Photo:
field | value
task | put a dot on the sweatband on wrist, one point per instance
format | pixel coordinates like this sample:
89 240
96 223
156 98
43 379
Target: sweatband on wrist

• [Exercise objective]: An exact repeat of all the entries above is required.

• [Task answer]:
Photo:
field | value
task | put a dot on the sweatband on wrist, one point per instance
format | pixel coordinates like this sample:
89 240
96 223
156 98
43 379
Target: sweatband on wrist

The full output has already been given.